What to do: How many lines in the records below contain the word "yellow"? Reply with the number alone.

------ Information supplied

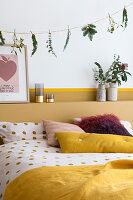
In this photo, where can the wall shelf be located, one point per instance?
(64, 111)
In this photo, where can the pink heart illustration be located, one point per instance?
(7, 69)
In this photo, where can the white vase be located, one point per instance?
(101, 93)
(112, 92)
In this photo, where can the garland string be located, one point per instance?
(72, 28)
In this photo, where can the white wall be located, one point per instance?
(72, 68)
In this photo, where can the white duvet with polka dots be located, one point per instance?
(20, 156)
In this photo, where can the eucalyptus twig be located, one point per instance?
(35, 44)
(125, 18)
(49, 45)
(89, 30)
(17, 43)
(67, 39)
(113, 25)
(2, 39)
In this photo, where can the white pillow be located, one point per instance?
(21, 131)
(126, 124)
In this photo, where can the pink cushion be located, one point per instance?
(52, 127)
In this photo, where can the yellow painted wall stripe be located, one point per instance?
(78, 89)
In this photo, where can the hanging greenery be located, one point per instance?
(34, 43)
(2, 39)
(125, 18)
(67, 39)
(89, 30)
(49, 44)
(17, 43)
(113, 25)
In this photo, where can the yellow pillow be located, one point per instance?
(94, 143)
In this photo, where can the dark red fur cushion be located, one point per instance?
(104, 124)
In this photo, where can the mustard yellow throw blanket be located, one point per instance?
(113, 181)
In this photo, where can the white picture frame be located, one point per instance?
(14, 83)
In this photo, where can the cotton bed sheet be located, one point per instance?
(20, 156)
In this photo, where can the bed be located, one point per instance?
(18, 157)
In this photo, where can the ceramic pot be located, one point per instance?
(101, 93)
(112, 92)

------------
------ Information supplied

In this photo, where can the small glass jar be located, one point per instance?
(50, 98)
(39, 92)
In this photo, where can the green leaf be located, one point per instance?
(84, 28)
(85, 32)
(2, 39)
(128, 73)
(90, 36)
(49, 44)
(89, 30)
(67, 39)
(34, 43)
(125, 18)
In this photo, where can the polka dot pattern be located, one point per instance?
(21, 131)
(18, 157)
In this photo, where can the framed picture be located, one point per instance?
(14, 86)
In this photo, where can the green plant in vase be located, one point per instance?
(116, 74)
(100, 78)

------------

Exercise response: 3